* [To be done]
Please copy out every line from the one containing "Question. Indicate one point on each instance of the door" through the one containing "[(216, 45)]", inclusive, shifting each x and y pixel coordinate in the answers up by 28.

(begin)

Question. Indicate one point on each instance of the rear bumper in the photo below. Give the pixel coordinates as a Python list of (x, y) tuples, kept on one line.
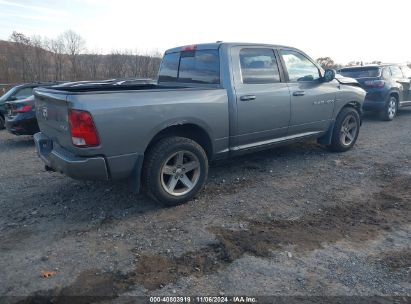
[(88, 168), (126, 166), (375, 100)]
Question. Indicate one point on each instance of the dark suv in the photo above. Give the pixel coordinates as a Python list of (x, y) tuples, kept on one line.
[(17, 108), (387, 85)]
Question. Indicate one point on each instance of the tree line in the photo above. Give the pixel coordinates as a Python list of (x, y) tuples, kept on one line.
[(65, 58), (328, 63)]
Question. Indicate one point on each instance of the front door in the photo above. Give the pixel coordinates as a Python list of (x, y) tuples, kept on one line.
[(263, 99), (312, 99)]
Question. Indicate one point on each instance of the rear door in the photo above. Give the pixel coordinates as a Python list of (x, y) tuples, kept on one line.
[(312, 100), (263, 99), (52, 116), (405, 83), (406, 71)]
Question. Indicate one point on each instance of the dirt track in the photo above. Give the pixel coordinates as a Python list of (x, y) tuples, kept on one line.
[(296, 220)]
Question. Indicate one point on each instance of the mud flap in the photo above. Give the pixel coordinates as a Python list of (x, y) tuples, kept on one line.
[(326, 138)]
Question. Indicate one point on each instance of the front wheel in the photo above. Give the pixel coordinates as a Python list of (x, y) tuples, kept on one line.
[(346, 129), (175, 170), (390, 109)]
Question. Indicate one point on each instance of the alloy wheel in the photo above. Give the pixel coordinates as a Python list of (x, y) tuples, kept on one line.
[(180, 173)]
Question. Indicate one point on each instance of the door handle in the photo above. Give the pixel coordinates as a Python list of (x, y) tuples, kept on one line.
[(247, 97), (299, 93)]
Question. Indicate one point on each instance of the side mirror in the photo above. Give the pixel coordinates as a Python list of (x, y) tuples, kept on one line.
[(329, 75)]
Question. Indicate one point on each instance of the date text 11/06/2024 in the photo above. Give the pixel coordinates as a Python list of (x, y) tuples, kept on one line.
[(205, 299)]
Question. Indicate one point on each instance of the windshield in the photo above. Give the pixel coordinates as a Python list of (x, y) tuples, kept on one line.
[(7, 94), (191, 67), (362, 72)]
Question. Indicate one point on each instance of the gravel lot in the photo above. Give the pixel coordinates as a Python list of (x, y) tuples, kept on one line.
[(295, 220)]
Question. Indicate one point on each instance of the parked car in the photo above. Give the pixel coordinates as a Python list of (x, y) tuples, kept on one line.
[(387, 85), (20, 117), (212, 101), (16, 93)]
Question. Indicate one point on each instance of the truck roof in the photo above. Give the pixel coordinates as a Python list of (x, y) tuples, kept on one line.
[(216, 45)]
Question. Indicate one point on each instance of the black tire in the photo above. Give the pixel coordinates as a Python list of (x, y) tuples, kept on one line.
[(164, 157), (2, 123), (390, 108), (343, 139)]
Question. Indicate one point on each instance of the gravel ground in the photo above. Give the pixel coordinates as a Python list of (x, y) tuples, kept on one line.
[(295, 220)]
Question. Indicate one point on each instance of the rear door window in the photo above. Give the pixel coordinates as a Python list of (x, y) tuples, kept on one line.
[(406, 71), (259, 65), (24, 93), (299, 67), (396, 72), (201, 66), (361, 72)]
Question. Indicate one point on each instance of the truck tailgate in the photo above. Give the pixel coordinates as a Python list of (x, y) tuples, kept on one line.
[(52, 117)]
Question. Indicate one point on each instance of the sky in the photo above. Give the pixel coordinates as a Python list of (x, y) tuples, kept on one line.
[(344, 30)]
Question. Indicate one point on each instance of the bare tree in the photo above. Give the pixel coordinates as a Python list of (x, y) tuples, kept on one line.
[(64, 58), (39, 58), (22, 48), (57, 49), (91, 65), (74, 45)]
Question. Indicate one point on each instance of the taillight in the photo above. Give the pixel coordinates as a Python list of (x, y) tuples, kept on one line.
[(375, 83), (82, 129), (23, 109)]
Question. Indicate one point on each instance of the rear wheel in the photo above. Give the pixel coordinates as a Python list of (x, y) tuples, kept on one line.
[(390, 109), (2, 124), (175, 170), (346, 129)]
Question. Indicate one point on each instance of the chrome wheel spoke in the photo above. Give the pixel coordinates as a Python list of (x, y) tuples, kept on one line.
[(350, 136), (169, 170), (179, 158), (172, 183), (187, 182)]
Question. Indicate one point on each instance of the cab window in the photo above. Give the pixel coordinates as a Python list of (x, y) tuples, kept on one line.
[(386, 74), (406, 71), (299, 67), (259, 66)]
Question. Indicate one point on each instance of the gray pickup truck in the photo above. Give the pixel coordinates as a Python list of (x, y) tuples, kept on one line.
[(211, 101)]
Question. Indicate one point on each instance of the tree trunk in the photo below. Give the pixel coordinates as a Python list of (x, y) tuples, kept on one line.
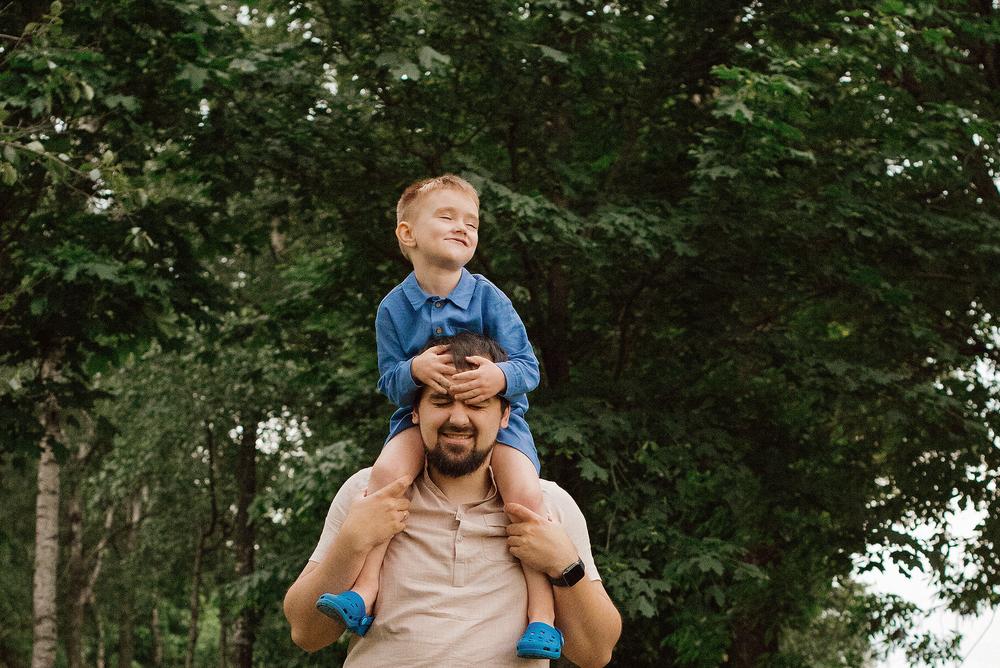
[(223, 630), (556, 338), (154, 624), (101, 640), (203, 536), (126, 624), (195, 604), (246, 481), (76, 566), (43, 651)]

(end)

* [Finished answer]
Question. Indicate one point on each instance of the door handle in the photo above. Give the pixel coordinates as a Python list of (x, y) tuples, kept on one line.
[(275, 125), (327, 121)]
Question. Indicate one point on each instance of the side mirror in the photo above. Give the pixel coordinates as a Python list of (x, y) tuples, kept on one line.
[(357, 103)]
Question. Indicate one point on each instance of the date text 11/06/2024 in the photo above. Give the pixel coordinates as a Python list of (x, y) tuples, kept on one line.
[(233, 327)]
Question. Indicate one point on each instance of the windshield in the photo above. Give the pixel coordinates as a Python list of (x, y) tuples, kept on one line.
[(35, 122), (219, 95), (390, 100)]
Question. Indicate one point on each instance of the gravel lot in the photo above. Give the pixel coordinates as a Python list of (x, y) tuples, kept on one line.
[(323, 248)]
Question. Indicate one point on each instance of the parked car in the photo above. Give the pixel coordinates as a Python list of (x, y) tuples, kept on one line.
[(415, 113), (48, 145), (240, 129), (44, 121)]
Question. Indicate one point on each instance of the truck roof in the photo above. Give the pixel coordinates as a Python list of (x, y) tuples, kept on one line.
[(244, 73)]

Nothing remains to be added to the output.